**Exercise objective**
Find each line in the items below that contains the word "sleeve" and copy every such line.

**Given records**

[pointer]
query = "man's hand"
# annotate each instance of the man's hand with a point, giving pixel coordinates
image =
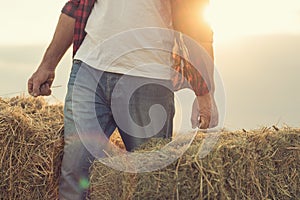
(40, 82)
(205, 112)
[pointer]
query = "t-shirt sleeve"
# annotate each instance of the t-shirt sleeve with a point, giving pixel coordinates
(70, 8)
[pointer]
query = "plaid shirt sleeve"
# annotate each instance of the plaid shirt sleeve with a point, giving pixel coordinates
(80, 10)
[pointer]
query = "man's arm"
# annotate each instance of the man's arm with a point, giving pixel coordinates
(187, 19)
(41, 81)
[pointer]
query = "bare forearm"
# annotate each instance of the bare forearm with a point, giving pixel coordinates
(60, 43)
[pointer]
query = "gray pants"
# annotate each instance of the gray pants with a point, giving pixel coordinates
(77, 159)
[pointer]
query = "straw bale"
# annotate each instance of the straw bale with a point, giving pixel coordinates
(31, 146)
(258, 164)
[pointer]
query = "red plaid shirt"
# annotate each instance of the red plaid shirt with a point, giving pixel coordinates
(81, 9)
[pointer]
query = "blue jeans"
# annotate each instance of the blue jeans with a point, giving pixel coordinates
(77, 159)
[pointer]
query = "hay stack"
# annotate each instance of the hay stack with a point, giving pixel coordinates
(30, 148)
(262, 164)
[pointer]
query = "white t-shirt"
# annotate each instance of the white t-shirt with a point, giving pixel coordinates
(119, 38)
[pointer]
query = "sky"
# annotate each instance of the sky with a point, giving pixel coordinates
(256, 46)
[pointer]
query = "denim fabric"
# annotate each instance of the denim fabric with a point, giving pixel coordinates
(77, 159)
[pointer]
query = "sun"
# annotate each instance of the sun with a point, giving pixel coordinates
(235, 18)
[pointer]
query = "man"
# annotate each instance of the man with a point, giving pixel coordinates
(88, 23)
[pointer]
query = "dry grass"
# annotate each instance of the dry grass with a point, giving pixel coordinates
(30, 148)
(261, 164)
(258, 164)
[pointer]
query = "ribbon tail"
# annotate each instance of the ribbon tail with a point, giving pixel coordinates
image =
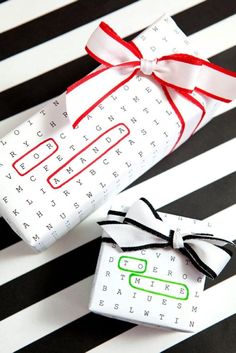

**Written answer**
query = "t-shirt sleeve"
# annotate each instance of the t-shirt sleeve with a point, giving pixel coordinates
query = "plaid shirt sleeve"
# annotate each instance of the plaid shirt sleeve with a point, giving pixel coordinates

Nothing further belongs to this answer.